Hornnes is a former municipality in the old Aust-Agder county in Norway. Hornnes was located in what is now the present-day municipality of Evje og Hornnes in the traditional district of Setesdal in Agder county. The  municipality of Hornnes existed from 1886 until 1960. The administrative centre was the village of Hornnes where the Hornnes Church is located.

History

The municipality of Hornnes was created on 1 January 1886 when the old municipality of Hornnes og Iveland was divided into two separate municipalities: Hornnes (population: 1,113) and Iveland (population: 1,103). During the 1960s, there were many municipal mergers across Norway due to the work of the Schei Committee. On 1 January 1960, Hornnes was merged with the neighboring municipality of Evje to form a new municipality called Evje og Hornnes (literally "Evje and Hornnes"). Prior to the merger Hornnes had a population of 1,280.

Name
The municipality (originally the parish) of Hornnes is named after an old Hornnes farm (), since the first Hornnes Church was built there. The first element is horn which means "horn" and the last element is nes which means "headland".  So the meaning of Hornnes is "the headland shaped like a horn", probably referring to the small peninsulas on either side of the river Otra as it enters the lake Breidflå. Historically, the name was spelled Hordnæs.

• _Dataset extract_
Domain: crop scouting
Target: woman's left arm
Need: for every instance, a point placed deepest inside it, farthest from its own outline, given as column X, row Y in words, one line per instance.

• _Directions for this task_
According to the text on Hornnes, what was the municipality's population before it merged with Evje?

• _Exercise answer_
1,280